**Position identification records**
..............................
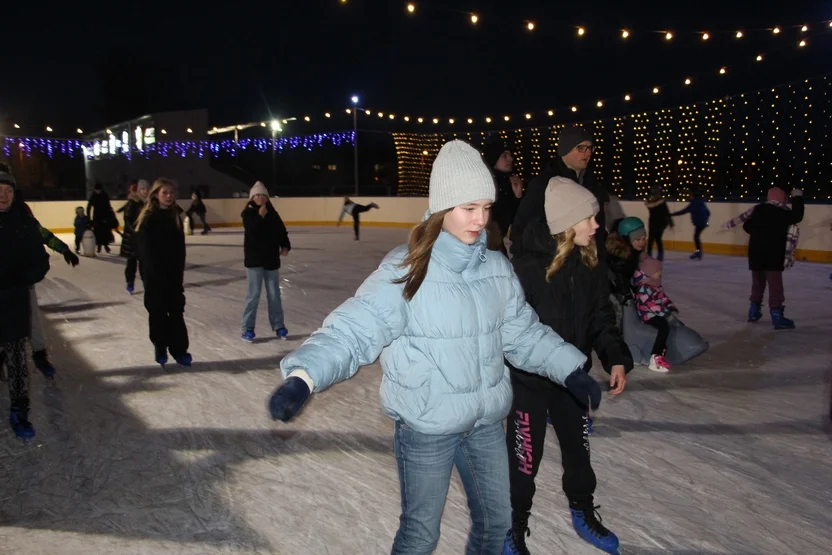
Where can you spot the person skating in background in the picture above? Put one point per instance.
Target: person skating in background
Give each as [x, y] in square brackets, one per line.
[658, 221]
[101, 214]
[568, 289]
[161, 246]
[699, 215]
[498, 156]
[442, 312]
[132, 208]
[197, 208]
[354, 210]
[266, 240]
[625, 251]
[23, 263]
[773, 231]
[575, 148]
[81, 224]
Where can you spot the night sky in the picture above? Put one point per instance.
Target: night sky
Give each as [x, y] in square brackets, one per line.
[85, 65]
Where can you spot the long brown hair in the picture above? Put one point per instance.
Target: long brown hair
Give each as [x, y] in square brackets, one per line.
[566, 243]
[420, 244]
[152, 203]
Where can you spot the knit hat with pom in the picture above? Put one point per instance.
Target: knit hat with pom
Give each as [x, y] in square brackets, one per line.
[459, 176]
[566, 203]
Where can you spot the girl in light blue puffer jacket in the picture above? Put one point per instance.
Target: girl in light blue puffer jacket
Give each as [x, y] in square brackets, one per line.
[442, 312]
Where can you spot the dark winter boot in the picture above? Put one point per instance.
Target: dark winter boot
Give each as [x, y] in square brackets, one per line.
[161, 355]
[19, 421]
[515, 543]
[587, 523]
[42, 363]
[754, 312]
[779, 321]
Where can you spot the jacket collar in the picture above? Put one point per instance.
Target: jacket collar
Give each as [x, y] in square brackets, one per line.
[456, 255]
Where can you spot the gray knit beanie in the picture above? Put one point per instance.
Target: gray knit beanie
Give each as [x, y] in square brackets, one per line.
[566, 203]
[459, 176]
[570, 137]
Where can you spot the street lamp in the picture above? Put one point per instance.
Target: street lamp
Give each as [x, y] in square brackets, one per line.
[355, 140]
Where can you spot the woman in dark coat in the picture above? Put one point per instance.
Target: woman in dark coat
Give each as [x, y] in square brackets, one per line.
[266, 239]
[129, 249]
[161, 246]
[23, 263]
[659, 221]
[102, 216]
[770, 246]
[567, 287]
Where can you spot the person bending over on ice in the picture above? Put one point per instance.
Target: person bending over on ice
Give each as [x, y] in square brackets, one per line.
[354, 210]
[773, 228]
[161, 244]
[625, 250]
[23, 263]
[442, 312]
[567, 287]
[266, 239]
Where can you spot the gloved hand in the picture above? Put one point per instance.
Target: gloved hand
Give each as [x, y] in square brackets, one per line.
[70, 258]
[287, 400]
[583, 387]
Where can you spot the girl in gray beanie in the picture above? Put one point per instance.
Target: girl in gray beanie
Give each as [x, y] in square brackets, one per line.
[567, 287]
[442, 311]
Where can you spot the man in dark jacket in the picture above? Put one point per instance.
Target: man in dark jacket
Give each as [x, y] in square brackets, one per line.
[266, 239]
[499, 158]
[24, 263]
[575, 149]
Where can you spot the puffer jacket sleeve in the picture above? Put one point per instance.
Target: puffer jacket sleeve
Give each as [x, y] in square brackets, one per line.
[532, 346]
[355, 333]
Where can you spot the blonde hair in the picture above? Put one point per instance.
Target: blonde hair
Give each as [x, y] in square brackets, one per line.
[566, 244]
[420, 245]
[152, 203]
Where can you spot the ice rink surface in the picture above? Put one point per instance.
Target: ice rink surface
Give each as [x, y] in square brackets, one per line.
[729, 454]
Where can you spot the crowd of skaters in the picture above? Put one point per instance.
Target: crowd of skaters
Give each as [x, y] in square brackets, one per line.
[555, 303]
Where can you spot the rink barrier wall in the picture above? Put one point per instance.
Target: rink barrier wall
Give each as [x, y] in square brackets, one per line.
[402, 212]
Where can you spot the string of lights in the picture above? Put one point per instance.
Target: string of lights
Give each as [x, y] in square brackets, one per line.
[729, 148]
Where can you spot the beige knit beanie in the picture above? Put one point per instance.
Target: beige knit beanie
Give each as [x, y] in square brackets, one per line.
[459, 176]
[566, 203]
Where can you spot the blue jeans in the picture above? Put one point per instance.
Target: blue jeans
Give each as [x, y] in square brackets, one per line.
[425, 463]
[256, 277]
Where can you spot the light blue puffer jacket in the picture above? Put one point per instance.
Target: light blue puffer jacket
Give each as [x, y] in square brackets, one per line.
[442, 352]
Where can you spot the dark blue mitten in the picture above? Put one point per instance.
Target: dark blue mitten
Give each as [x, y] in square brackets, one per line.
[582, 386]
[287, 400]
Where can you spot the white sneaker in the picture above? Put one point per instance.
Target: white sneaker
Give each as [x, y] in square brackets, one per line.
[659, 364]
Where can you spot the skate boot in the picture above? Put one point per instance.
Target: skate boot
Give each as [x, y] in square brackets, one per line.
[779, 321]
[185, 360]
[161, 354]
[42, 363]
[19, 421]
[754, 312]
[515, 542]
[587, 523]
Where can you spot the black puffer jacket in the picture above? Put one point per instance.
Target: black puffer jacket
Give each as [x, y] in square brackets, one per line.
[575, 303]
[768, 227]
[531, 207]
[131, 211]
[161, 246]
[23, 263]
[265, 236]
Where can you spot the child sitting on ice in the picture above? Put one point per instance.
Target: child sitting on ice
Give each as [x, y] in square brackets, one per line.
[651, 300]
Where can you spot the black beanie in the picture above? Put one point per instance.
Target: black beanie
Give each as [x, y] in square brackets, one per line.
[570, 137]
[492, 151]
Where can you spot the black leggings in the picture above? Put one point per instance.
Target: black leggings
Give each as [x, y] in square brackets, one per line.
[663, 327]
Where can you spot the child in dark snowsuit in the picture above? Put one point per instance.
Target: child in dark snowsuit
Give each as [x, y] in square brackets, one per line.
[772, 226]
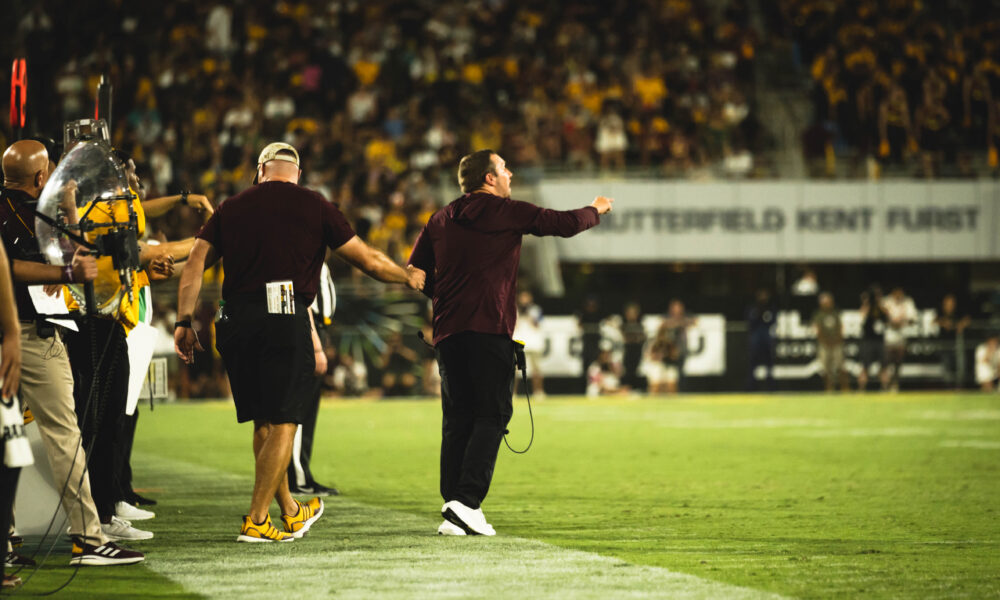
..............................
**What you are asked to do**
Copy the part of the records that opens with the line containing "Where can you spot the white" and runs through the end of the records, leaving the pictures out of your answer.

**Task answer**
Where can you spot the white sneaker in the picture above? Put one point per instance.
Target: white sneaker
Give each as [x, y] in square brackets, one per line.
[659, 364]
Where can you spot the skate boot in the picture above? Put one point per instance.
Target: skate boot
Give each as [x, y] in square brackets, one per line.
[779, 321]
[185, 360]
[161, 354]
[42, 363]
[19, 421]
[754, 312]
[515, 542]
[587, 523]
Where can you spot the black puffer jacket in the picture above? Put one point per instance.
Target: black puffer jacket
Give each as [x, y] in square brackets, one per line.
[575, 303]
[768, 227]
[531, 207]
[131, 211]
[161, 246]
[23, 263]
[265, 236]
Where can you spot the child sitting on ice in the picture above? Put one point per instance.
Target: child sitting on ice
Give each as [x, y] in square brackets, one per line.
[651, 300]
Where can you spot the black beanie in the picture above? Put one point per instance.
Target: black beanie
Give each as [x, y] in square brackets, one per line.
[570, 137]
[492, 151]
Where can you spot the black leggings in the picture above? Put one point per instance.
Target: black leggings
Give each as [x, y] in square brackets, one per line.
[663, 327]
Where can you spot the child in dark snowsuit in the picture above? Put one point per instance.
Target: child in dark snowsuit
Give each as [x, y] in square brackets, one per line.
[772, 226]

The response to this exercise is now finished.